Brief | Select each line of the items below that contains the string "coords", and copy those lines out in full.

** start Available data **

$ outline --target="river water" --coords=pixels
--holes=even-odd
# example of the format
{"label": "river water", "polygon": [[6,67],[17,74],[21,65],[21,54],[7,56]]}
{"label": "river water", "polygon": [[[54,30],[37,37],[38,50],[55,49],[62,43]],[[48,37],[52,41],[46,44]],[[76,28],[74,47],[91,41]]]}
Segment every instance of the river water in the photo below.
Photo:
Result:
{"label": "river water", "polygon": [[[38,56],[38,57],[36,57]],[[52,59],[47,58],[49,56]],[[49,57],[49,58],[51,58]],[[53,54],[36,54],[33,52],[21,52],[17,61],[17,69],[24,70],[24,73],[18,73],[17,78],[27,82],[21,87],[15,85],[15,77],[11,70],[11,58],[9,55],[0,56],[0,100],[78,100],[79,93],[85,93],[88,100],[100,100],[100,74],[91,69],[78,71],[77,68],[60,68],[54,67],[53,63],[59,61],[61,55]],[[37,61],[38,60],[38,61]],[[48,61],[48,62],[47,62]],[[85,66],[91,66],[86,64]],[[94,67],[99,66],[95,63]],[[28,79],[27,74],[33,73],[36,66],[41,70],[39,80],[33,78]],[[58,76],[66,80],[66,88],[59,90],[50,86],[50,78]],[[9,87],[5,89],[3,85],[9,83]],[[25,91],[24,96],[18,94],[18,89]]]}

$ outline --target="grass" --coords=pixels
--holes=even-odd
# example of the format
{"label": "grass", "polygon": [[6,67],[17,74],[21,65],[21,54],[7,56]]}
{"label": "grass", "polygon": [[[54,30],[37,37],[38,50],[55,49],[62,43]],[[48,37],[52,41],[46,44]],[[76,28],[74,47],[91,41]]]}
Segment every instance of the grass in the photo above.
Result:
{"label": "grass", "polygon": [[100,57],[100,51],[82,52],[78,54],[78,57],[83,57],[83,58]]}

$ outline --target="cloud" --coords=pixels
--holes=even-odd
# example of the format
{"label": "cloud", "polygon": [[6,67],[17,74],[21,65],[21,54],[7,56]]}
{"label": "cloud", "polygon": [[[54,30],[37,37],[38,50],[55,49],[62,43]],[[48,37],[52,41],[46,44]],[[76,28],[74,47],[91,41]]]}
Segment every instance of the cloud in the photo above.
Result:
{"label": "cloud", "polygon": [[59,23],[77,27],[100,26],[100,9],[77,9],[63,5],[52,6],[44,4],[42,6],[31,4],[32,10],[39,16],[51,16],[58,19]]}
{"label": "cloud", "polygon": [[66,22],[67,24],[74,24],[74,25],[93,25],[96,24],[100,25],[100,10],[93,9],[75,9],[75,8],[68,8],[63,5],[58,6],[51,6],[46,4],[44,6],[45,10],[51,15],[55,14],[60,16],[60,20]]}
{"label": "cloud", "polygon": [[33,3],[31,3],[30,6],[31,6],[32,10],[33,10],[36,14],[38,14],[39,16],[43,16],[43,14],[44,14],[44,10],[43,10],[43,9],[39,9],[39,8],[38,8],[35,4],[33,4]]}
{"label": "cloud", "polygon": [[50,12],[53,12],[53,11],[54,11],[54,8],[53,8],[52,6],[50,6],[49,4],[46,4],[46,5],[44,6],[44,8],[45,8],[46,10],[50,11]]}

** end Available data **

Output of the task |
$ outline --target="river water" --coords=pixels
$ outline --target="grass" --coords=pixels
$ outline --target="cloud" --coords=pixels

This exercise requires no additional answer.